With the pictures set aside, reproduce each entry precisely as it reads.

_Given information:_

########################################

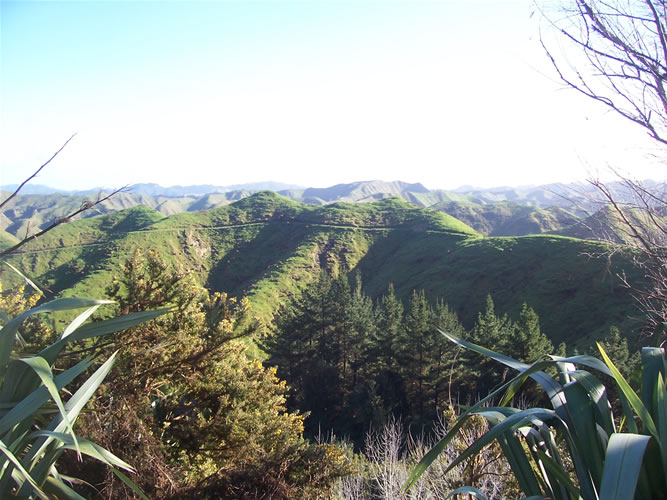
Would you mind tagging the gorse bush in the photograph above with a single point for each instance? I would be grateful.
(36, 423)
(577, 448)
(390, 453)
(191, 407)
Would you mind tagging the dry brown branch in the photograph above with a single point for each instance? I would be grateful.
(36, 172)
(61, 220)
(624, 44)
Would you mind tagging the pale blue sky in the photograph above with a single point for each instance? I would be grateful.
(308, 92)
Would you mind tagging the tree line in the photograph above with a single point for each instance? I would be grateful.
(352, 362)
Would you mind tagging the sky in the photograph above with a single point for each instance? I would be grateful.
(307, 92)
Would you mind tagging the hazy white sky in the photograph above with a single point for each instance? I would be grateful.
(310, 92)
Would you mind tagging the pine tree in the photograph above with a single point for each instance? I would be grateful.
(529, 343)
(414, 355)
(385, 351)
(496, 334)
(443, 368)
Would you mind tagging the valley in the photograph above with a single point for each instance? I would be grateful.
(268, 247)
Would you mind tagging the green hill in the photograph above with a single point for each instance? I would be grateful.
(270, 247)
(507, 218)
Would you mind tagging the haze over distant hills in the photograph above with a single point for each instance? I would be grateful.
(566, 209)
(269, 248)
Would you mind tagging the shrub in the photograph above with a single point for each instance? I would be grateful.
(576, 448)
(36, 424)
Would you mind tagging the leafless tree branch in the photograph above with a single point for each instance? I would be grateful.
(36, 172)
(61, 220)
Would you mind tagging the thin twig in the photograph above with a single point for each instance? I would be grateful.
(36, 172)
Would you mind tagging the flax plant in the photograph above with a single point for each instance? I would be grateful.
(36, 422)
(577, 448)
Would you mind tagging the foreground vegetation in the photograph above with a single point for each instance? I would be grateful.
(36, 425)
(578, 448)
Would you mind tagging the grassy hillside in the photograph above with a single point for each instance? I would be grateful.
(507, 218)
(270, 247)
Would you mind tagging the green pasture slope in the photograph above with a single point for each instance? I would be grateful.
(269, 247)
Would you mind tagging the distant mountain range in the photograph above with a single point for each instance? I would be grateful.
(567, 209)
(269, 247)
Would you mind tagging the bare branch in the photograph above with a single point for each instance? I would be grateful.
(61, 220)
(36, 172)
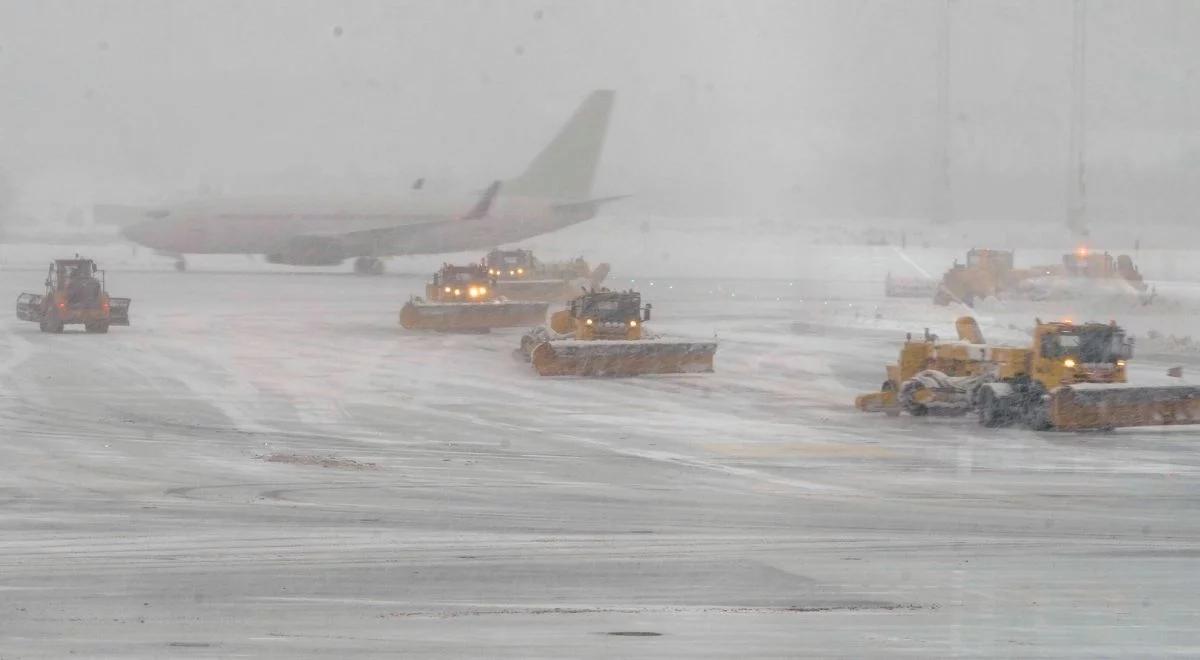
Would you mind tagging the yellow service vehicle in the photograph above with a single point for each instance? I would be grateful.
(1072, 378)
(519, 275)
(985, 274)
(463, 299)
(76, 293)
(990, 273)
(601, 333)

########################################

_Answer to this problem:_
Would you mind tagging the gorse bush in the photograph above with a single point for each instance? I would be grateful.
(36, 423)
(577, 448)
(390, 453)
(191, 407)
Would you mind tagging the dry brown branch in the photograph above with a single point for each instance? I would be grateful.
(36, 172)
(61, 220)
(624, 44)
Would you mind tagging the pale blue sky in the photograph above with a single point for each instance? I would be grateful.
(308, 92)
Would you mind tagging the tree line in the photograph above with a single point for each instance? I would be grateful.
(352, 362)
Would you mind tagging the sky in the photograph above with a single point for each instance? I would be grateful.
(307, 92)
Would you mind tagging the hazy white sky in the photograph above with a single point for each instance? I would be grateful.
(310, 92)
Would you mind tagging the pine tree in the photograph above with a single point for each instance? I would be grateful.
(529, 343)
(414, 355)
(385, 351)
(496, 334)
(443, 368)
Would you mind tagging the valley in the photograph above with a single point for each instance? I would be grateful.
(268, 247)
Would you mind tagging the green hill in the photograph above with a single point for each instance? I would be grateful.
(270, 247)
(507, 218)
Would you mind tagging the haze over distant hills in the photograph above with a single point for each instance? I would be grateful.
(566, 209)
(269, 248)
Would you mind tagging the shrub in the photograph above with a single point for each instance? I would be grateful.
(576, 448)
(36, 424)
Would you mind tagging the leafless tree branch in the photograph above with a single point for each instance? I would be grateful.
(36, 172)
(61, 220)
Would you mind tagging the thin twig in the photograph above with a single point for each instance? I would be grateful.
(36, 172)
Would you mind tagging the flax plant in the photograph above with a single point for each instance? I would be grateful.
(36, 422)
(577, 448)
Would you mind tagging the foreground vegetation in the photograph above with a single point for each instance? I would be grateful.
(36, 425)
(578, 448)
Would you mind tagging the grassy hillside in the photograph above with a single point for each instance? I would be grateful.
(507, 218)
(270, 247)
Would you mind tagging the green pasture slope in the photograph above with a single point for each instance? I would be grateful.
(269, 247)
Would you mind tagging the distant mountain range in the photograph above with a single point for each instance? I would be grateful.
(567, 209)
(269, 247)
Would you mind tagging the bare branch in the photograph above with a single point for each instance? I would be grateful.
(61, 220)
(36, 172)
Would you mind tagging the yellow service vehicle in the photograph above with a single point for each instance? I would be grateful.
(1072, 378)
(519, 275)
(985, 274)
(463, 299)
(76, 293)
(990, 273)
(601, 333)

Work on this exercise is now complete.